(Aim of the task) All of the data below is to be copied again without changes.

Recorded data

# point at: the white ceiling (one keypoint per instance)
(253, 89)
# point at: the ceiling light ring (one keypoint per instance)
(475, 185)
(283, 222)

(Answer below)
# point at: the white ceiling (one keypoint per instance)
(253, 89)
# point at: the ceiling light ring (one keypoint per instance)
(475, 185)
(283, 222)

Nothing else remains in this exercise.